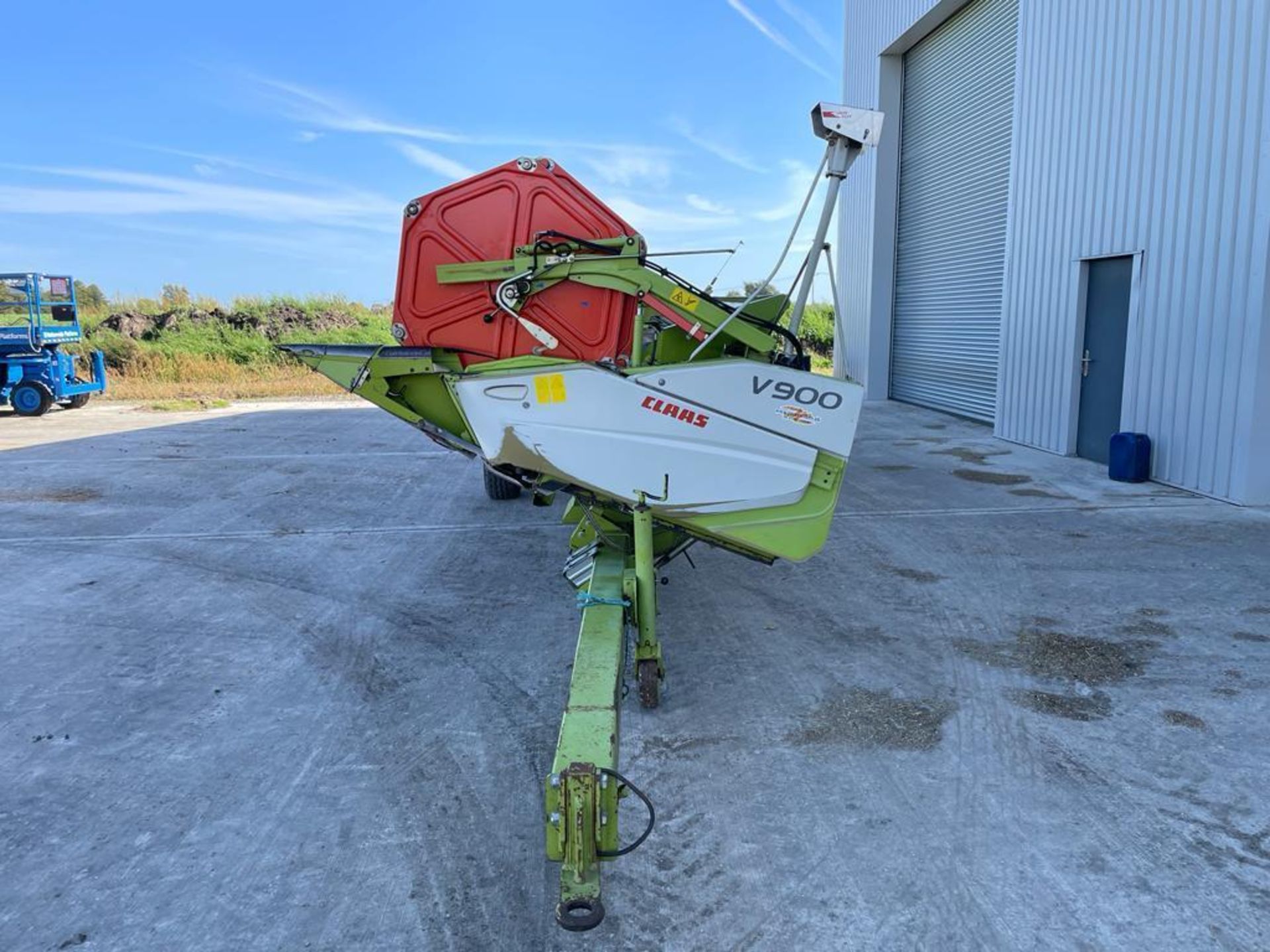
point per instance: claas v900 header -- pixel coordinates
(538, 333)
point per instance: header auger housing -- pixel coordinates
(536, 334)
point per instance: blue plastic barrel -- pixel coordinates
(1129, 460)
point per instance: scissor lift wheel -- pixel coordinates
(31, 400)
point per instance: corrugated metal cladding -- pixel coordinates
(1140, 127)
(870, 26)
(954, 184)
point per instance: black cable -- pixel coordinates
(652, 816)
(581, 243)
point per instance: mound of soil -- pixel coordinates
(276, 321)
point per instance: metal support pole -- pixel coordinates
(841, 155)
(840, 339)
(581, 803)
(646, 587)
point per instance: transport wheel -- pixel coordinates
(581, 913)
(650, 683)
(31, 400)
(499, 488)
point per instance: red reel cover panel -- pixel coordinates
(484, 219)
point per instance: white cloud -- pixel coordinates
(667, 220)
(812, 27)
(625, 167)
(165, 194)
(616, 163)
(328, 112)
(714, 145)
(433, 161)
(705, 205)
(798, 180)
(778, 38)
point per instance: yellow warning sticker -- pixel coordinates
(685, 300)
(549, 389)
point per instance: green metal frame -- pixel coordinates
(624, 272)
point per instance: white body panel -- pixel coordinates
(821, 412)
(599, 429)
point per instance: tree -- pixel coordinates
(89, 296)
(763, 290)
(175, 296)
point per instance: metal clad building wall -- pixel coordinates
(954, 187)
(1143, 127)
(870, 27)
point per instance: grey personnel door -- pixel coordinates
(1107, 329)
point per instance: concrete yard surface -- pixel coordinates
(280, 677)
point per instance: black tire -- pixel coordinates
(30, 399)
(650, 683)
(499, 487)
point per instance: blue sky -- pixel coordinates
(245, 149)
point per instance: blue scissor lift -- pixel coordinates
(37, 315)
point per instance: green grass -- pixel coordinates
(208, 350)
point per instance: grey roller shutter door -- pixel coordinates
(954, 183)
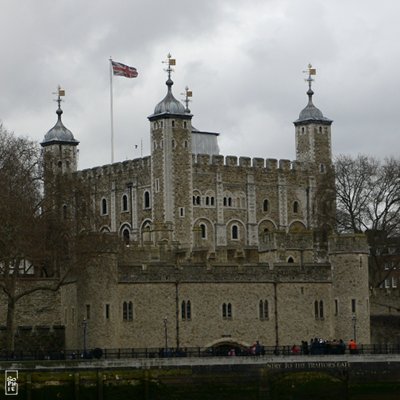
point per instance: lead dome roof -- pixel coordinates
(59, 134)
(311, 113)
(169, 105)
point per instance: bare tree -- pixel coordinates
(368, 200)
(368, 194)
(38, 243)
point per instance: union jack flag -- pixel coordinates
(123, 70)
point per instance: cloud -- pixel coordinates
(243, 61)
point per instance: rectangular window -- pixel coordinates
(87, 311)
(336, 307)
(353, 306)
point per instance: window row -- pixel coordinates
(227, 311)
(234, 231)
(174, 143)
(160, 124)
(295, 206)
(104, 204)
(228, 201)
(389, 283)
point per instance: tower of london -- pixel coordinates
(213, 250)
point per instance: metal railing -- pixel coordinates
(112, 354)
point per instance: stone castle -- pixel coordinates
(198, 249)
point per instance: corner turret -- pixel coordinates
(313, 132)
(59, 144)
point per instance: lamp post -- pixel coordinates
(84, 336)
(166, 333)
(354, 319)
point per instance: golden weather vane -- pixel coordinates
(60, 93)
(188, 93)
(170, 62)
(310, 71)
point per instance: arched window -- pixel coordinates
(227, 311)
(235, 232)
(124, 202)
(146, 199)
(263, 309)
(127, 311)
(321, 309)
(183, 310)
(65, 211)
(316, 313)
(188, 310)
(126, 235)
(203, 231)
(104, 207)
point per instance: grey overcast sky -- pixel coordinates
(242, 59)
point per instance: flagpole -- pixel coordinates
(111, 114)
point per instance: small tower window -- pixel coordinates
(146, 199)
(203, 229)
(235, 232)
(124, 202)
(104, 209)
(65, 211)
(126, 236)
(263, 309)
(127, 311)
(227, 311)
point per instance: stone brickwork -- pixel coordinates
(213, 250)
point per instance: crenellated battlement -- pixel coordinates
(270, 164)
(119, 167)
(348, 243)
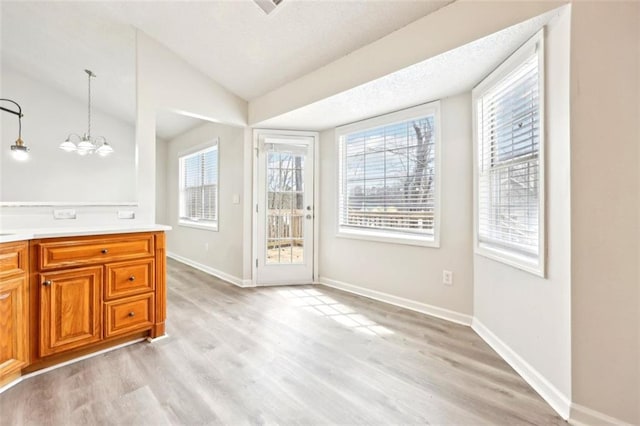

_Exercise directions_
Transcribe the whole listing exactly as it stands, apart from the pictures.

_Task response_
point per instance: claas v900 header -- pixel coordinates
(538, 333)
point per instance: header auger housing -- pixel coordinates
(536, 334)
point per instance: blue plastic barrel -- pixel coordinates
(1129, 460)
point per instance: scissor lift wheel -- pixel coordinates
(31, 400)
point per instance: corrugated metal cladding -- pixel coordinates
(1140, 127)
(870, 26)
(954, 184)
point per instance: black cable -- pixel coordinates
(652, 816)
(581, 243)
point per instance: mound of soil -- pixel coordinates
(276, 321)
point per instance: metal support pole -- pixel coordinates
(841, 155)
(840, 339)
(581, 803)
(646, 587)
point per instance: transport wheel -- pixel coordinates
(581, 913)
(650, 683)
(31, 400)
(499, 488)
point per instance: red reel cover panel -- pixel coordinates
(484, 219)
point per instance: white cloud -- pixel coordinates
(667, 220)
(812, 27)
(625, 167)
(165, 194)
(616, 163)
(328, 112)
(714, 145)
(433, 161)
(705, 205)
(798, 180)
(778, 38)
point per instance: yellow warning sticker -- pixel coordinates
(685, 300)
(549, 389)
point per instance: green metal frame -- pixel coordinates
(624, 272)
point per instance: white body panel -- pixel coordinates
(821, 412)
(599, 429)
point per instance: tree -- pixel coordinates
(89, 296)
(763, 290)
(175, 296)
point per instance: metal clad building wall -- pixel coordinates
(954, 187)
(1143, 127)
(870, 27)
point per instance: grey personnel door -- pixel coordinates
(1107, 329)
point per instance: concrete yard surface -- pixel coordinates
(280, 677)
point per instance: black tire -- pixel coordinates
(30, 399)
(650, 683)
(499, 487)
point per instance: blue sky -- pixel coordinates
(245, 149)
point per instance: blue scissor lift -- pixel coordinates
(37, 315)
point per instance: green grass -- pixel coordinates
(208, 350)
point per instance: grey roller shutter door -- pixel coordinates
(954, 183)
point per instance: lead dome roof -- pixel coordinates
(59, 134)
(311, 113)
(169, 105)
point per instance: bare tree -- pixel coordinates
(368, 200)
(368, 194)
(38, 243)
point per instance: union jack flag -- pixel coordinates
(123, 70)
point per instance: cloud -- pixel coordinates
(243, 61)
point per instance: rectangular window -- pixel coordinates
(87, 311)
(336, 307)
(353, 306)
point per instance: window row -- pixel coordinates
(227, 311)
(234, 231)
(174, 143)
(160, 124)
(295, 206)
(104, 204)
(228, 201)
(389, 283)
point per instance: tower of london -- pixel coordinates
(213, 250)
point per instance: metal railing -- pixel coordinates
(112, 354)
point per instance: stone castle -- pixel coordinates
(198, 249)
point per instance: corner turret -- pixel coordinates
(313, 132)
(59, 144)
point per instance: lamp post -- pixel coordinates
(84, 336)
(166, 333)
(354, 319)
point per instance: golden weather vane -- pixel coordinates
(60, 93)
(188, 93)
(170, 62)
(310, 71)
point per instance: arched window -- pixel coordinates
(227, 311)
(235, 232)
(124, 202)
(146, 199)
(263, 309)
(127, 311)
(321, 309)
(183, 310)
(65, 211)
(316, 313)
(188, 310)
(126, 235)
(203, 231)
(104, 207)
point per instance: grey overcast sky -- pixel coordinates
(242, 59)
point per instance: flagpole -- pixel coordinates
(111, 114)
point per instance: small tower window -- pixel coordinates
(146, 199)
(203, 229)
(235, 232)
(124, 202)
(104, 209)
(65, 211)
(126, 236)
(263, 309)
(127, 311)
(227, 311)
point per instance: stone brickwork -- pixel coordinates
(213, 250)
point per instance: crenellated battlement -- pixel coordinates
(270, 164)
(119, 167)
(348, 243)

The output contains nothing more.